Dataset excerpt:
------

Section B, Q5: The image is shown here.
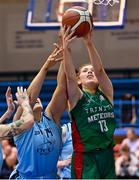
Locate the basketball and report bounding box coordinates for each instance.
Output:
[62,6,93,37]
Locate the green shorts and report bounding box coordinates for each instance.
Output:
[71,148,116,179]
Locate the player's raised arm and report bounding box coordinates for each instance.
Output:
[0,87,15,123]
[46,62,67,124]
[62,27,82,109]
[83,32,113,102]
[0,87,34,139]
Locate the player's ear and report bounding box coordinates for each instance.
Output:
[76,73,81,87]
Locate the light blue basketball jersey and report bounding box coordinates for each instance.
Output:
[11,113,61,179]
[59,123,73,178]
[0,143,3,172]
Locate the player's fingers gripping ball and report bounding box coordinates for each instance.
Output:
[62,6,93,37]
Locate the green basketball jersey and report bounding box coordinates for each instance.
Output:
[70,89,116,152]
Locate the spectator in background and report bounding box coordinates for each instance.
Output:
[121,93,137,126]
[115,145,139,179]
[57,122,73,179]
[121,128,139,154]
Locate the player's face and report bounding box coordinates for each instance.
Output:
[33,98,43,112]
[79,65,98,86]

------

Task directions: Reproduce the material in full, word for word, and omit the pictures.

Correct answer:
Section B, Q5: The image is shown here.
Locate the basketball and report bounding box coordinates for each instance.
Output:
[62,6,93,37]
Locate the green shorts and report bounding box coordinates for each instance.
Output:
[71,148,116,179]
Locate the player's raised arm and report bounding box coordinates for each instance.
Output:
[0,87,15,123]
[46,62,67,124]
[62,27,82,109]
[83,32,113,102]
[0,87,34,139]
Locate the player's ear and report bounding box coordinates for each instance.
Output:
[76,73,81,87]
Locate the light blue basketball jersey and report bounding box coordinates for each instance.
Output:
[11,113,61,179]
[59,123,73,178]
[0,143,3,172]
Locate the player's fingers gripping ball and report bounding box coordinates for each instance.
Output:
[62,6,93,37]
Locate the green basketball jersey and report bounding box coordinates for each instance.
Output:
[70,89,116,152]
Locate the spectator in background and report bounding box coordinates for each instance.
Output:
[121,93,137,126]
[115,145,139,179]
[57,122,73,179]
[121,128,139,154]
Locate the player's face and report bounding box coordinates for each instance.
Output:
[33,98,43,112]
[79,65,98,86]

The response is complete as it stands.